## What is expected
Pull out every line of the entries below that contains the string "window", and copy each one unchanged.

Records pointing to named objects
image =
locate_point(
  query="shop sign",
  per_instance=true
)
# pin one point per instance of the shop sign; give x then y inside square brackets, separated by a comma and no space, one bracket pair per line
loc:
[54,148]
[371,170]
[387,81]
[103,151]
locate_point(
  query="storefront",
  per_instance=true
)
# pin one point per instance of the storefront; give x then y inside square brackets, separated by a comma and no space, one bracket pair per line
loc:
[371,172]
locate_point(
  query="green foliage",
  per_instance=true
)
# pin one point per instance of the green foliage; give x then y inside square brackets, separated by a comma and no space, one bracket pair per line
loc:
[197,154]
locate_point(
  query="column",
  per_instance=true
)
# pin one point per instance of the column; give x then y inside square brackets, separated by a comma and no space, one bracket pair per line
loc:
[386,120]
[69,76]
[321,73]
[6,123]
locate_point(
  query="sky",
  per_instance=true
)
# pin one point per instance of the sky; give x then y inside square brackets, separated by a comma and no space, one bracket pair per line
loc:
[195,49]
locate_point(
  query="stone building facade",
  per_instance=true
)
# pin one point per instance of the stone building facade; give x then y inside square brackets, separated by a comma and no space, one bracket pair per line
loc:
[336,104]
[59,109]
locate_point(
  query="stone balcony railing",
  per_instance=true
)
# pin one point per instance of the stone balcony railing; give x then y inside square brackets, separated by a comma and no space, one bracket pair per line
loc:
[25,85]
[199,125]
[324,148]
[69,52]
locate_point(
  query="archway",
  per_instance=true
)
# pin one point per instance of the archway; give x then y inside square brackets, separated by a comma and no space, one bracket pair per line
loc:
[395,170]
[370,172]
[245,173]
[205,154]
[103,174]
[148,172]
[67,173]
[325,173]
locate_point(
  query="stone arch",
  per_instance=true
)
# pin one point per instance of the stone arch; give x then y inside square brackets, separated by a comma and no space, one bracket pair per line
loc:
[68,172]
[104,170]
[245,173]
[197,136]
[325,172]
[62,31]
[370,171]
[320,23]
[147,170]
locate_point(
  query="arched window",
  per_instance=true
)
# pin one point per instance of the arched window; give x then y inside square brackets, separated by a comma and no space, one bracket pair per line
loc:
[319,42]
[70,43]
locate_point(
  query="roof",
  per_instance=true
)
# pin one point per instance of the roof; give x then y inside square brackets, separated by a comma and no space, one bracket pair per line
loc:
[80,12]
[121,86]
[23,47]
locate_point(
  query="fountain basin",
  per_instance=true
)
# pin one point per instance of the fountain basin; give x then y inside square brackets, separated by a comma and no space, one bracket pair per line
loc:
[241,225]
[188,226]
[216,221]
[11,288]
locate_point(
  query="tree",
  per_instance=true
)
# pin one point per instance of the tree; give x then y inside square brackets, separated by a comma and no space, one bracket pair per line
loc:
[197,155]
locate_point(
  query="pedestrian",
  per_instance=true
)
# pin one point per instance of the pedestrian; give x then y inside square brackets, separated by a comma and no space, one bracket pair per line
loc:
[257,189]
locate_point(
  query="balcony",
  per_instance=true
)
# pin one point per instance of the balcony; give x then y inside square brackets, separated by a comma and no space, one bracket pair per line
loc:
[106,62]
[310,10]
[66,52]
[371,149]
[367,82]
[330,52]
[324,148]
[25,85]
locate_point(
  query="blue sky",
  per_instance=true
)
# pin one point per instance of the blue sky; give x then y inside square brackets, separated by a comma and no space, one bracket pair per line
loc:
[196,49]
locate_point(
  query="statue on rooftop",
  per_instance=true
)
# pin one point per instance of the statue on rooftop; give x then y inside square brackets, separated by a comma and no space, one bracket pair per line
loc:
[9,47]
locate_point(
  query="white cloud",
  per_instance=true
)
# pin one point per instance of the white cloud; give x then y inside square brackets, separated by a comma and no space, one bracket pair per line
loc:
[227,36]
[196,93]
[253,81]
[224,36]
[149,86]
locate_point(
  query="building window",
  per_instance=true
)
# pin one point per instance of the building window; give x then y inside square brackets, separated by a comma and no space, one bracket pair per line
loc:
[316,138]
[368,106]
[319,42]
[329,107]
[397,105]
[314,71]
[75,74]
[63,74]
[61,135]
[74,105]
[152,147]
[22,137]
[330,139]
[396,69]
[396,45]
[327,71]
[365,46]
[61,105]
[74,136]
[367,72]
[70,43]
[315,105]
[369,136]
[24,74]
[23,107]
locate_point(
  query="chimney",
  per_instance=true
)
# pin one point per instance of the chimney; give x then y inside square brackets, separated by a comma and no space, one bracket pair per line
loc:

## Task answer
  query="arched window",
# pin one point per instance of the arched window; give x then y inside square brackets, separated by a comma and no space, one bracket pair per line
  query="building window",
# pin one point per instance of the building window; give x then y inside square brackets, separated by a comma and no space, one bracket pair per line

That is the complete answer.